= TASK PROMPT =
Give the records below as a JSON list of strings, one string per line, with blank lines and pictures left out.

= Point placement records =
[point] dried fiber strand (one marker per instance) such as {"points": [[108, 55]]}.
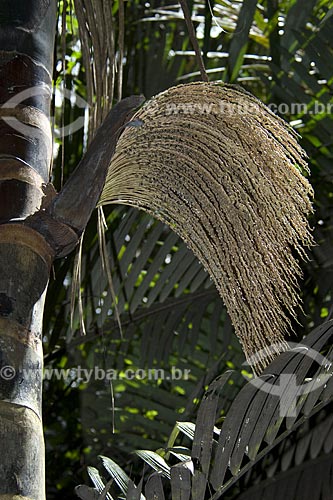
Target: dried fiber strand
{"points": [[225, 173]]}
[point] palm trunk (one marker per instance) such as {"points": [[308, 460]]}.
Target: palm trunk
{"points": [[27, 32], [35, 227]]}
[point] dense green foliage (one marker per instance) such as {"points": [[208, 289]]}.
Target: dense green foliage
{"points": [[170, 312]]}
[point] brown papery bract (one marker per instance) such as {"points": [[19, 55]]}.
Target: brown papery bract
{"points": [[225, 173]]}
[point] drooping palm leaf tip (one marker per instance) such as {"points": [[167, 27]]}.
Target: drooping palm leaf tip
{"points": [[225, 173]]}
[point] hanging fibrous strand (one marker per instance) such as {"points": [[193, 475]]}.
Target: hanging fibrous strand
{"points": [[225, 173]]}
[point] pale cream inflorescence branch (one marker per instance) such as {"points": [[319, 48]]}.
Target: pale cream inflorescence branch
{"points": [[225, 173]]}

= WRITTEN SOLUTION =
[
  "[point] dried fiber strand (one marker per instance) such as {\"points\": [[108, 55]]}.",
  "Target: dried fiber strand",
  "{\"points\": [[225, 173]]}",
  "[point] palm trunk (one marker per instance) such as {\"points\": [[308, 460]]}.",
  "Target: palm trunk",
  "{\"points\": [[27, 32], [35, 227]]}",
  "[point] dense green foliage (one marker per instance) such as {\"points\": [[208, 289]]}.",
  "Target: dense green foliage",
  "{\"points\": [[170, 312]]}",
  "[point] brown papery bract (one marker per instance) such as {\"points\": [[19, 55]]}.",
  "Target: brown papery bract",
  "{\"points\": [[225, 173]]}",
  "[point] drooping palm leaf tip (one marker per instance) such as {\"points\": [[167, 27]]}.",
  "Target: drooping palm leaf tip",
  "{\"points\": [[225, 173]]}",
  "[point] hanging fibrous strand (one marker per instance) such as {\"points\": [[193, 475]]}.",
  "Target: hanging fibrous strand",
  "{\"points\": [[225, 173]]}",
  "[point] pale cream inflorescence branch (one marker per instance) such as {\"points\": [[319, 48]]}.",
  "Target: pale cream inflorescence branch",
  "{\"points\": [[225, 173]]}"
]